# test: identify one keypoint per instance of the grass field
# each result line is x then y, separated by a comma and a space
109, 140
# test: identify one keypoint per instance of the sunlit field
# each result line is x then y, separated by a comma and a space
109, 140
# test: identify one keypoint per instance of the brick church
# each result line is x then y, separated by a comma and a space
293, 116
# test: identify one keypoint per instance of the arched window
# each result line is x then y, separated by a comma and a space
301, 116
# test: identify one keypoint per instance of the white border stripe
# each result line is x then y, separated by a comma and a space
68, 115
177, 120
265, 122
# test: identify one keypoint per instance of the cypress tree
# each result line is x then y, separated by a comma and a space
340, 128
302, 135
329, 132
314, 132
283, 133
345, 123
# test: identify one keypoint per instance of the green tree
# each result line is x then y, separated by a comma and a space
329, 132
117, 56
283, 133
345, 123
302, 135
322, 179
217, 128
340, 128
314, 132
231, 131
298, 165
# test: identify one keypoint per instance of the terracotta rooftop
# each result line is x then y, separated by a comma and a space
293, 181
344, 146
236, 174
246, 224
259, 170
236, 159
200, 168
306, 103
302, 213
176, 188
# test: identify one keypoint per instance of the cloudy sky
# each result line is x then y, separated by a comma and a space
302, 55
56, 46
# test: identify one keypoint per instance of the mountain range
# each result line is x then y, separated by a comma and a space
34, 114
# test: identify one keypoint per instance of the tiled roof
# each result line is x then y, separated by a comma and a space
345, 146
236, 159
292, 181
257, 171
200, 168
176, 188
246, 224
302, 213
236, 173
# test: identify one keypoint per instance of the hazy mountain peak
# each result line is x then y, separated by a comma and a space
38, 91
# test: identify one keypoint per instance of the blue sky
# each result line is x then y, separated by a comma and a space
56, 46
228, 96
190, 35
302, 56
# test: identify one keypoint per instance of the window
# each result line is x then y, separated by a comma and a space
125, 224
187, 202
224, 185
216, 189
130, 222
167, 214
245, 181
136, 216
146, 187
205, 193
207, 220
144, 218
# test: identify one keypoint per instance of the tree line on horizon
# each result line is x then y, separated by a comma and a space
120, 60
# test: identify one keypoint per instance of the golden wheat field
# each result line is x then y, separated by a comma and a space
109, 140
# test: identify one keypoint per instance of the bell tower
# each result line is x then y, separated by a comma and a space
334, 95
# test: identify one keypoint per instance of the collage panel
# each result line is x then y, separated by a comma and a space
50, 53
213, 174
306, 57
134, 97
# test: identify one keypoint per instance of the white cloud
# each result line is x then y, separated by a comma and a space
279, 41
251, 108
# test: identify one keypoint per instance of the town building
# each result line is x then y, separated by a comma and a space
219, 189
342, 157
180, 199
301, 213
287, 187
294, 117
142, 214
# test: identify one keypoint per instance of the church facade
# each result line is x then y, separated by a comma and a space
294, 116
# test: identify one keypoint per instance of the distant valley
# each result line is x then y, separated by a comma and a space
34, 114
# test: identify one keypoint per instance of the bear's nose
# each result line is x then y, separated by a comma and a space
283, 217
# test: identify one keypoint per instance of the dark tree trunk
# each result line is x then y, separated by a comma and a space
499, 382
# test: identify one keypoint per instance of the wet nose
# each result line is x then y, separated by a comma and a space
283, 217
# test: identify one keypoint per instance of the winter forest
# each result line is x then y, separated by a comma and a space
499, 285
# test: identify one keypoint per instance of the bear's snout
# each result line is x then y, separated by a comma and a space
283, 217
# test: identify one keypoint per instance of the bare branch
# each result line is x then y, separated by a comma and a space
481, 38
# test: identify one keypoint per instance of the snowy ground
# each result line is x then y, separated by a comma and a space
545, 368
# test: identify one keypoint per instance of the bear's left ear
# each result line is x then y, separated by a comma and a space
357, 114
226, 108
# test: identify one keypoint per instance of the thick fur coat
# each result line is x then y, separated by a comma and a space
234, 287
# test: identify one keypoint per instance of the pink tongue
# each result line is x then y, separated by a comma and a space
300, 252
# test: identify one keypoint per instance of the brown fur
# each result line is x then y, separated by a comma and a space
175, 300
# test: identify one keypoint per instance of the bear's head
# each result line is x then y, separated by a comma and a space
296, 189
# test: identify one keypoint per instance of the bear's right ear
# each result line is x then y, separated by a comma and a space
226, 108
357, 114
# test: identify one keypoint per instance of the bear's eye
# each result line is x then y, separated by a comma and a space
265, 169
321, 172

──────

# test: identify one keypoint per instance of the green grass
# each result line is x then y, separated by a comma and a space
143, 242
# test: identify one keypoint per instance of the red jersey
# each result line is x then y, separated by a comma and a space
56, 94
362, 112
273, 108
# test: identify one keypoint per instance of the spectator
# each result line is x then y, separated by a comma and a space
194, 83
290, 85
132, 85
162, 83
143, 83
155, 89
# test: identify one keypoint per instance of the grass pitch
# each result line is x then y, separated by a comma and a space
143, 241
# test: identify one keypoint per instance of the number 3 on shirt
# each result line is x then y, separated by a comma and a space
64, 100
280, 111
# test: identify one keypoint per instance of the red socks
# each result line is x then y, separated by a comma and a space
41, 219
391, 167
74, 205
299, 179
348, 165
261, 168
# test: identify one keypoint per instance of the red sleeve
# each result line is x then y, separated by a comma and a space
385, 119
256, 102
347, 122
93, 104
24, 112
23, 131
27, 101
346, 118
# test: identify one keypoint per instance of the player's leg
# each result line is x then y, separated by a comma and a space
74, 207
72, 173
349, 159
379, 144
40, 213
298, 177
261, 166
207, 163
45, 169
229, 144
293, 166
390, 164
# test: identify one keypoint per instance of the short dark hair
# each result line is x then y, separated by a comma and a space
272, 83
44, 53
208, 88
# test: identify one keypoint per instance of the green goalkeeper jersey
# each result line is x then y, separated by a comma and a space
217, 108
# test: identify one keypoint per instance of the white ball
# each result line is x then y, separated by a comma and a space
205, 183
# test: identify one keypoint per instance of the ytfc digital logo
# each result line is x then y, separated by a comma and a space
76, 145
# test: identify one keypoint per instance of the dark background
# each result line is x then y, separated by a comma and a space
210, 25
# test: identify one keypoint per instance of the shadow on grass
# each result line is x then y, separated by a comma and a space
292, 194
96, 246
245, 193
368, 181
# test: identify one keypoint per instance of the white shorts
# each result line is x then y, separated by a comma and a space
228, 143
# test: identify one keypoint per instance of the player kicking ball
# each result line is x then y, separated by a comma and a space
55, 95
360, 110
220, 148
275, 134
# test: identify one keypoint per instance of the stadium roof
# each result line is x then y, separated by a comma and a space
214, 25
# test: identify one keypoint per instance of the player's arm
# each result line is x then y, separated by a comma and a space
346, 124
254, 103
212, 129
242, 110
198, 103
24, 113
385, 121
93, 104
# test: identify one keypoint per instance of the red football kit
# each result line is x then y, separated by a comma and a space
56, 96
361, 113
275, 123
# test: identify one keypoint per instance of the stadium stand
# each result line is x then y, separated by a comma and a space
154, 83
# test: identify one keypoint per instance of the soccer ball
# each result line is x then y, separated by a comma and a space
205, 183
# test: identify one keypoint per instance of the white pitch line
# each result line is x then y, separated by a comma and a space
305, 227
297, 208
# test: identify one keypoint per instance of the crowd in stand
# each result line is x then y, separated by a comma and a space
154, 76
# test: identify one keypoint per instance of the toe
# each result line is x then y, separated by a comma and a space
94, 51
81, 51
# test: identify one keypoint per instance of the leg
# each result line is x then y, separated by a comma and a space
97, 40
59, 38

──────

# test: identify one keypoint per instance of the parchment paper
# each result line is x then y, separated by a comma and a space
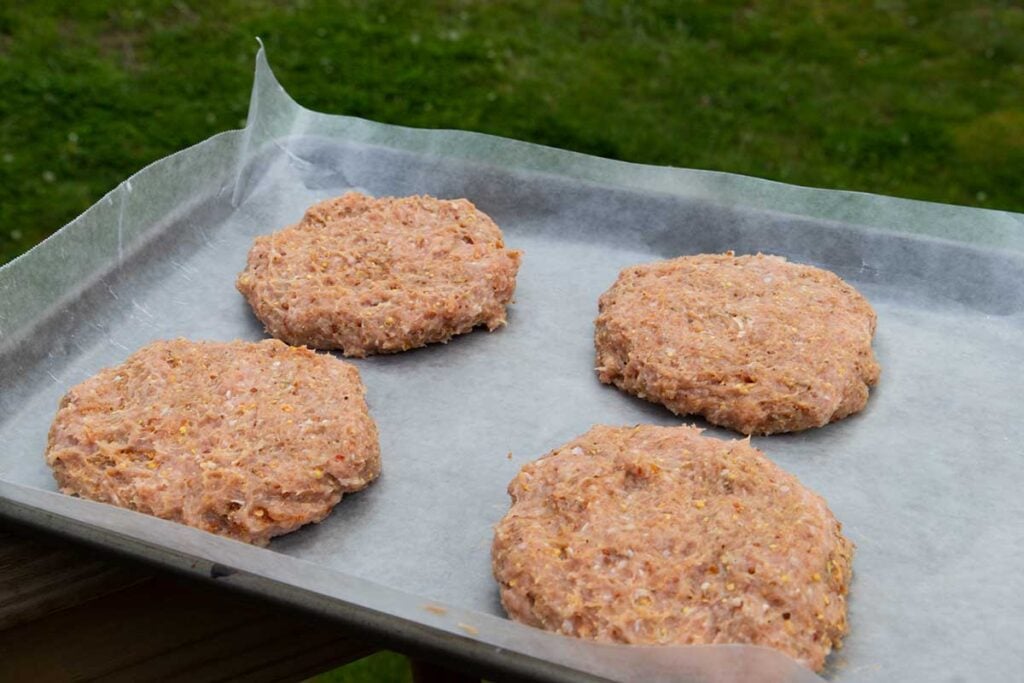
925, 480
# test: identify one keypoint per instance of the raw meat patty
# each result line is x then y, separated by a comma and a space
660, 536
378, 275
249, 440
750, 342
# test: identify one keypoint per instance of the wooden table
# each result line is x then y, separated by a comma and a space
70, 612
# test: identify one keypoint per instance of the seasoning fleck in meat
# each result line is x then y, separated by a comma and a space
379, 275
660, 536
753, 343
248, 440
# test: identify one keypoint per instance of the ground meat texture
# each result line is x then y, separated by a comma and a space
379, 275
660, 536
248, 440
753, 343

──────

• What the exercise asks
Among the lines of the preceding listing, count those that contain the string "player"; state the count and nothing further.

• Response area
3